Extracted text:
======
Everyone knows that whatever mark you leave on the sand, whether it is footprints while taking a stroll along the seashore or a writing you draw with a stick, will eventually disappear. And maybe that’s exactly what makes sand artworks so fascinating— the fact that they’re not going to last except in photos. Marc Treanor of Sand Circles knows very well that “the only thing we can rely on in the three-dimensional world is impermanence,” as he writes on his website.
Calling what Marc does “sand circles” might be a little reductive— you can see his intricate designs up and down the beaches of the United Kingdom, and especially in his native Wales. “I had been studying the crop circles of South West England for a number of years,” he told Lonely Planet when he explained how he started, during a family holiday in Cornwall about nine years ago. “I had also been following the work of sand artist Peter Donnelly of New Zealand.” His first design, which he described as a “rough geometrical sand drawing pattern,” was born out of those influences.
======
Dataset entries:
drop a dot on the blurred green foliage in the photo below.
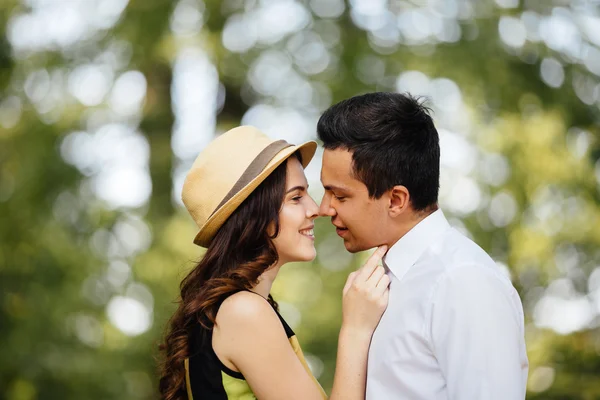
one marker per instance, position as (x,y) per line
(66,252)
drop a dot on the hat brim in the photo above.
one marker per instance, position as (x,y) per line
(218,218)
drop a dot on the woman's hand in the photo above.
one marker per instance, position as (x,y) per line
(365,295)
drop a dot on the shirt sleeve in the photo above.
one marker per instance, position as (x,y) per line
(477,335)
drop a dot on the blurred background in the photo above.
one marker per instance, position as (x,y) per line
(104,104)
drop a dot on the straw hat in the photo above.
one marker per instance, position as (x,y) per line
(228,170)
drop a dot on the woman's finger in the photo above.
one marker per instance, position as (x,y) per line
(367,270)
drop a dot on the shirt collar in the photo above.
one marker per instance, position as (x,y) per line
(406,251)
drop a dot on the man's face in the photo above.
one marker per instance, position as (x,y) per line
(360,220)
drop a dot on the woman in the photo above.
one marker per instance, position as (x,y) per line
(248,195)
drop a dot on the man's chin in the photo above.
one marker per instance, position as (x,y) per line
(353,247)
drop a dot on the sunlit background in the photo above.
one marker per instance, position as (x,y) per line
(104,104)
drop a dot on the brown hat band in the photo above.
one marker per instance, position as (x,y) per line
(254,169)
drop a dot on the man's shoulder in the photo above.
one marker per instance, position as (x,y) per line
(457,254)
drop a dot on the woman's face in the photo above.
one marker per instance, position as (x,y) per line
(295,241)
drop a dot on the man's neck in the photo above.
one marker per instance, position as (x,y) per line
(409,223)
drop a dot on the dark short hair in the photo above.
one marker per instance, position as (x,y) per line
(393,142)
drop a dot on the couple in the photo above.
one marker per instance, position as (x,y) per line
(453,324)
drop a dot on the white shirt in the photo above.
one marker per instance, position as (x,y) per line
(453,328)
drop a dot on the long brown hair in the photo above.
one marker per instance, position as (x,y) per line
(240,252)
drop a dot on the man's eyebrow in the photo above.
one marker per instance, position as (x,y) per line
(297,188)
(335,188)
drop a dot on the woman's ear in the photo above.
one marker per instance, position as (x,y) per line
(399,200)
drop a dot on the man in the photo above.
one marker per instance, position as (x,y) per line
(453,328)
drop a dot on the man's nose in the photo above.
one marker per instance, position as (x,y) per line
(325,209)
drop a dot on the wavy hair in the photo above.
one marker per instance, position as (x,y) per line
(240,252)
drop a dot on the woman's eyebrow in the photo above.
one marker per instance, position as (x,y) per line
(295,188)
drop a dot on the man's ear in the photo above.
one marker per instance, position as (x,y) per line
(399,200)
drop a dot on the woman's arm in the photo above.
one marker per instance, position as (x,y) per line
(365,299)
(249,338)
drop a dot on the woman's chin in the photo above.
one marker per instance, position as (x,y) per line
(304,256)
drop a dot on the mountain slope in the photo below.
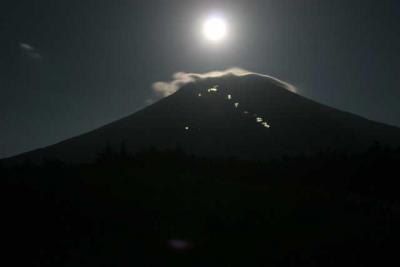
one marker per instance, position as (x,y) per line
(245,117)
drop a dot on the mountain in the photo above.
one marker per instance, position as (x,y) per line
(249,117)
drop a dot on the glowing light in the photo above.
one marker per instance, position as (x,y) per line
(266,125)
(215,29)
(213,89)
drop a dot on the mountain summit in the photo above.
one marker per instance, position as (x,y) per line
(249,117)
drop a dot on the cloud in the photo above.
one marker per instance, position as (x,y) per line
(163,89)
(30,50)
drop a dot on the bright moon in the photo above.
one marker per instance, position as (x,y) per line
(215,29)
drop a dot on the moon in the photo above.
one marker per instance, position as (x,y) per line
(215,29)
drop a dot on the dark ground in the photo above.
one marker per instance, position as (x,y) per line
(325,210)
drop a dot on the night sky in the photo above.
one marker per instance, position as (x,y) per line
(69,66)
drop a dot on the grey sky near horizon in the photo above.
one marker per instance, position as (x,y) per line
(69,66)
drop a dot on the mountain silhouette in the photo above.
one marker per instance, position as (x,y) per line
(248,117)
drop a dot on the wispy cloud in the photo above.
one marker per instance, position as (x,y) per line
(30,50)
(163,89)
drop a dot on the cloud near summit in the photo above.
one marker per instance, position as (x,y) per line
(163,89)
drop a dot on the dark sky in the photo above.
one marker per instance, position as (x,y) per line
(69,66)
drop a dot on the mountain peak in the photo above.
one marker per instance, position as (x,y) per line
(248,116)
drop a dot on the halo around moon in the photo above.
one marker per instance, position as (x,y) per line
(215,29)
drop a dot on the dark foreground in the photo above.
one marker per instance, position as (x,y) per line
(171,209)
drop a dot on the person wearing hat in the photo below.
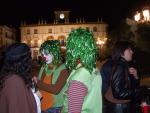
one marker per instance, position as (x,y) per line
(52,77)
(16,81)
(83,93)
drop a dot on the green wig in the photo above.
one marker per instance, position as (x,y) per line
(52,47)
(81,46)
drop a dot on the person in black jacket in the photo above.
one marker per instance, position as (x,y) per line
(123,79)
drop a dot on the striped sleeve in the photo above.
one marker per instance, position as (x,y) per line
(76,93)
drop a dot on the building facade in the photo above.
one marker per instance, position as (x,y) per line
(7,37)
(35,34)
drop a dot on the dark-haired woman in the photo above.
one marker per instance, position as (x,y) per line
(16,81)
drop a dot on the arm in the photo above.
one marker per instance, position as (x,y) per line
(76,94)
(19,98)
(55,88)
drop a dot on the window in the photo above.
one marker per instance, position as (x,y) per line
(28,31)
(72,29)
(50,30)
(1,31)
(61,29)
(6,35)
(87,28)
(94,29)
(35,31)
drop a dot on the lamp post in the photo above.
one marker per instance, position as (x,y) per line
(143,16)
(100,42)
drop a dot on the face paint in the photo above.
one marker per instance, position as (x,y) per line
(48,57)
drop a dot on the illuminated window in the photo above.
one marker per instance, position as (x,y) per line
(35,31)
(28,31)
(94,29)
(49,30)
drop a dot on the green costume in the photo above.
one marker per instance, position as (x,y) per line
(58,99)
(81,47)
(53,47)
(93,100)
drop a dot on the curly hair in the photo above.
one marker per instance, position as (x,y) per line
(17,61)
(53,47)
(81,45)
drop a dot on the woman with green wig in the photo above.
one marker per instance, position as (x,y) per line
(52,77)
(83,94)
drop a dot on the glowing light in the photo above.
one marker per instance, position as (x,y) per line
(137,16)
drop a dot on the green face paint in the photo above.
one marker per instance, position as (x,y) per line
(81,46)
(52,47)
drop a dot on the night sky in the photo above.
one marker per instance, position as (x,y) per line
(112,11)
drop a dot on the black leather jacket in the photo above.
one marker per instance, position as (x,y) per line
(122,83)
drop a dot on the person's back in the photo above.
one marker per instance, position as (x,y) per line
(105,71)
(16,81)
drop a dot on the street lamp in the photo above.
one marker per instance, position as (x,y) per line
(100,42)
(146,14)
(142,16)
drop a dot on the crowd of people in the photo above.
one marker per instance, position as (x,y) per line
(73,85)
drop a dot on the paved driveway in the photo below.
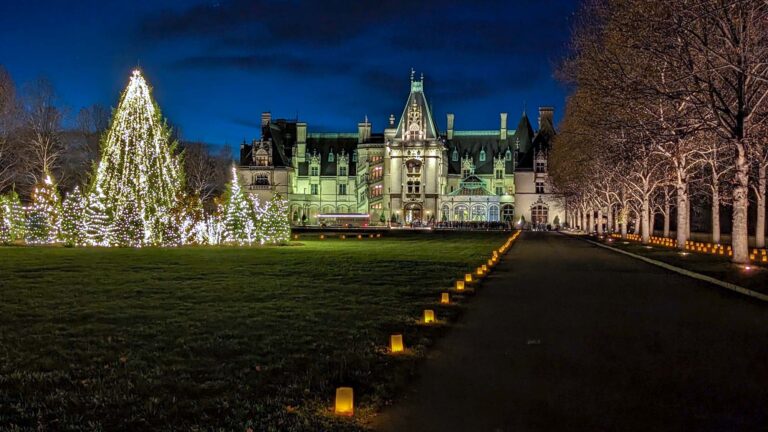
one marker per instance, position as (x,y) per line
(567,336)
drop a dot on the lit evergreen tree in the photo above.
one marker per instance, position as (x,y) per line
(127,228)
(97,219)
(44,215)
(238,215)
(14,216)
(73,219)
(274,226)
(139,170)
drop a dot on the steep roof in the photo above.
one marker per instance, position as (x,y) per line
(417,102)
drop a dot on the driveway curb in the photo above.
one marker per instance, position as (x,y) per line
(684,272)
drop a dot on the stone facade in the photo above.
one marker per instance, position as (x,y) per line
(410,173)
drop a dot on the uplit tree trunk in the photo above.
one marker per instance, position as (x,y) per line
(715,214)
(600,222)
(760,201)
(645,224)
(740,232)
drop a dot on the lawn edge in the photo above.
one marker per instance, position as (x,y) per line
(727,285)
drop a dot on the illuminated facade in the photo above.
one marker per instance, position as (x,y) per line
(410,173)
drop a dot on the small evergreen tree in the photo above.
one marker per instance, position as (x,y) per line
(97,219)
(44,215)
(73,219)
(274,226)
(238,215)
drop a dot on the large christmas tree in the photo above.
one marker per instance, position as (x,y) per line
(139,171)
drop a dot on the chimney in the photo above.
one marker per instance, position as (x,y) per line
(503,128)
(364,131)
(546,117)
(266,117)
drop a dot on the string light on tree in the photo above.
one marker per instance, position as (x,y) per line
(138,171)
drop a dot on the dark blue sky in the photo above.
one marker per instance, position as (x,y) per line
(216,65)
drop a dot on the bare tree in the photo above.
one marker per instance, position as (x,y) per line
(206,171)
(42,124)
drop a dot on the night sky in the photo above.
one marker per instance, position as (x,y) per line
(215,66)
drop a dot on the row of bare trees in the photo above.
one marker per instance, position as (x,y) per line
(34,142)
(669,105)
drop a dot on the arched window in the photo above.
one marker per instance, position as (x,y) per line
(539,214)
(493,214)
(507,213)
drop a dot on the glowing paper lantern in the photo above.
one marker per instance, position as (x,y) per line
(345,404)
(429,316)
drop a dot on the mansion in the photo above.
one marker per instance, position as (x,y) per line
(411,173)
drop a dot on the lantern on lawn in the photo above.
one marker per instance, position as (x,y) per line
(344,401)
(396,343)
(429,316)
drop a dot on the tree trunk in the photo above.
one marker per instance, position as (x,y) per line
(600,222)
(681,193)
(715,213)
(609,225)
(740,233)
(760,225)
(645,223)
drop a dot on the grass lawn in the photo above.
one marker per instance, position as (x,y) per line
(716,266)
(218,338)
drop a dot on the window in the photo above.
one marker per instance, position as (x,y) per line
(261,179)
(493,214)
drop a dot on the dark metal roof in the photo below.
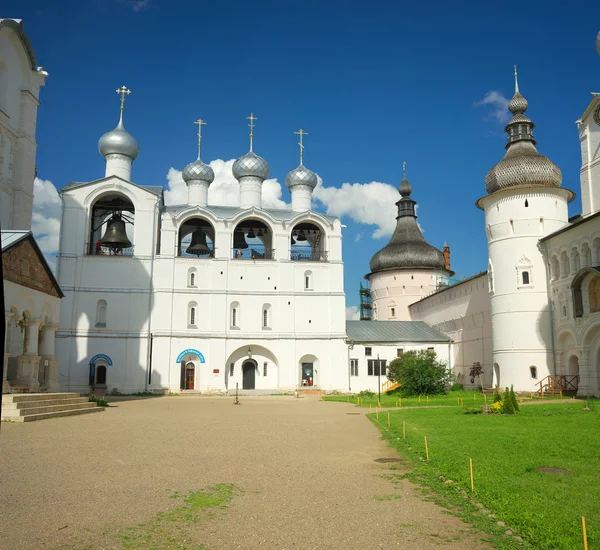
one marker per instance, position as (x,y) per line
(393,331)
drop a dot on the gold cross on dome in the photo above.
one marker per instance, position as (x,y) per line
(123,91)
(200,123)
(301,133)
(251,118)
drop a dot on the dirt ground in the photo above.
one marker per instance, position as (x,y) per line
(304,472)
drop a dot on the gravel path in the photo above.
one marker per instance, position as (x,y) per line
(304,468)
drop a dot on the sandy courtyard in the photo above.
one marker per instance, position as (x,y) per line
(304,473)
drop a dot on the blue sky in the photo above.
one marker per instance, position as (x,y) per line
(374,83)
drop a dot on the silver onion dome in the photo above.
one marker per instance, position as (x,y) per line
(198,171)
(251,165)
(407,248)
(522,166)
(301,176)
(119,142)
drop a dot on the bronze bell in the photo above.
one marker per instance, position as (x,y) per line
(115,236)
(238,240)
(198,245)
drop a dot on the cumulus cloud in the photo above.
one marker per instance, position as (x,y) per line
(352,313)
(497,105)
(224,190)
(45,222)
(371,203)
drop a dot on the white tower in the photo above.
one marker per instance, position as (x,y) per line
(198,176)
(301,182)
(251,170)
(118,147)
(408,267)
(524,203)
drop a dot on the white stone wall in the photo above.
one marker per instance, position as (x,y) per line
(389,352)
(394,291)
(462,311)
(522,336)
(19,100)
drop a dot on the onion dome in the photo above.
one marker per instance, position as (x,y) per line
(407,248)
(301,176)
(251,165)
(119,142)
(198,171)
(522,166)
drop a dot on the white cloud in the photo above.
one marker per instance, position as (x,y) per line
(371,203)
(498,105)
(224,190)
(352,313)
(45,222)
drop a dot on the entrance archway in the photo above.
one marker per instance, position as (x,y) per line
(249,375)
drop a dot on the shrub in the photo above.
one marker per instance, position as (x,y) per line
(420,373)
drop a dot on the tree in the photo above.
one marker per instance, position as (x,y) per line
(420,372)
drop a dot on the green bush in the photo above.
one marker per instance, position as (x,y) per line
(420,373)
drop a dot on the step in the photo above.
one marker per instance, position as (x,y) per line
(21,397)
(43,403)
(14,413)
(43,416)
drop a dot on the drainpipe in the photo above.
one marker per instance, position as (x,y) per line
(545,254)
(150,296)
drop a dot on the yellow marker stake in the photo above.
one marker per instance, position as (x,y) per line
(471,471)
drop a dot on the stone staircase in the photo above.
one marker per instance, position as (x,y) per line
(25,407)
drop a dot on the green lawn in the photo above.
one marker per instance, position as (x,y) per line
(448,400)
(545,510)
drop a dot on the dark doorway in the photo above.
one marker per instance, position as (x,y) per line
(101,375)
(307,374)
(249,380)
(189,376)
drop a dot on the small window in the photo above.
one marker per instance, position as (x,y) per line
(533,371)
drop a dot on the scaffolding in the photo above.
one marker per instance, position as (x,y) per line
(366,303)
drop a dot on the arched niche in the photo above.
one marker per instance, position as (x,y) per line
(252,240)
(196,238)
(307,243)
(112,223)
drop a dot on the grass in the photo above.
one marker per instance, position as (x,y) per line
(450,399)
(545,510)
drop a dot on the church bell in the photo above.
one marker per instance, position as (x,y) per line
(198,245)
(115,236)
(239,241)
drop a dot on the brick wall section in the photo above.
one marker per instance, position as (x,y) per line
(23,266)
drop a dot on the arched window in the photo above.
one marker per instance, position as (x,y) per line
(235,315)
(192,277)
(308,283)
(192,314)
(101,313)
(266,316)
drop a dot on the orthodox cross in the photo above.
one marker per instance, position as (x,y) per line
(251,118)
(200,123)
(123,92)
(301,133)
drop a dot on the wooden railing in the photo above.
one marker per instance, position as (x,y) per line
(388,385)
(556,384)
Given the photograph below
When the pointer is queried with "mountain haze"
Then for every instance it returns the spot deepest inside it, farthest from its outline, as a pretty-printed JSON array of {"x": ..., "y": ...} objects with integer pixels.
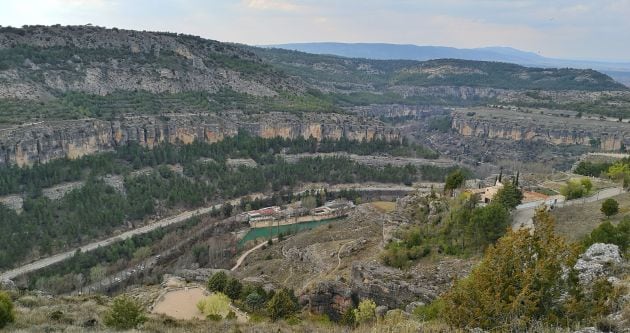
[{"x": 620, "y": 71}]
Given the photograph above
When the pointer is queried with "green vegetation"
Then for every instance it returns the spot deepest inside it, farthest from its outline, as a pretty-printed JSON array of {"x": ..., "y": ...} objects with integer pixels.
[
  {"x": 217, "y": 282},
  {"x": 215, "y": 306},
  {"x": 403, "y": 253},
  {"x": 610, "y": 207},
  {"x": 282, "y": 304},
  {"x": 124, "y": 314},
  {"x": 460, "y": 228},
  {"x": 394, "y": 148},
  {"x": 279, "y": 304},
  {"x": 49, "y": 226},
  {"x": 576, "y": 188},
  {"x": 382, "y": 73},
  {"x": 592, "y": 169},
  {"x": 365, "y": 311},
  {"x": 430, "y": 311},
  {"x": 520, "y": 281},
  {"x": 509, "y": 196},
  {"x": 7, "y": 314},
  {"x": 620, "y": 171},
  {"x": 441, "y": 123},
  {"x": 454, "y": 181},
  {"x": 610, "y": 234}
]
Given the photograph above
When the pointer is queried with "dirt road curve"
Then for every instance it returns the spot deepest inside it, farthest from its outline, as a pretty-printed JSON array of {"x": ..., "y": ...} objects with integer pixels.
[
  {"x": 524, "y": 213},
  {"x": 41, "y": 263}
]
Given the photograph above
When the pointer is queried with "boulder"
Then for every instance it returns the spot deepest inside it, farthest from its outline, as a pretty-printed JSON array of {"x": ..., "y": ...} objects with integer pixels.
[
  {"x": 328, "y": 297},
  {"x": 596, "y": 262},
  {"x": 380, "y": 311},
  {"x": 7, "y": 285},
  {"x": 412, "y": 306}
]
======
Required work: In the sand art text, which sand artist's work had Marc Treanor been following before his first design? Answer from the sand art text only.

Reply: Peter Donnelly of New Zealand.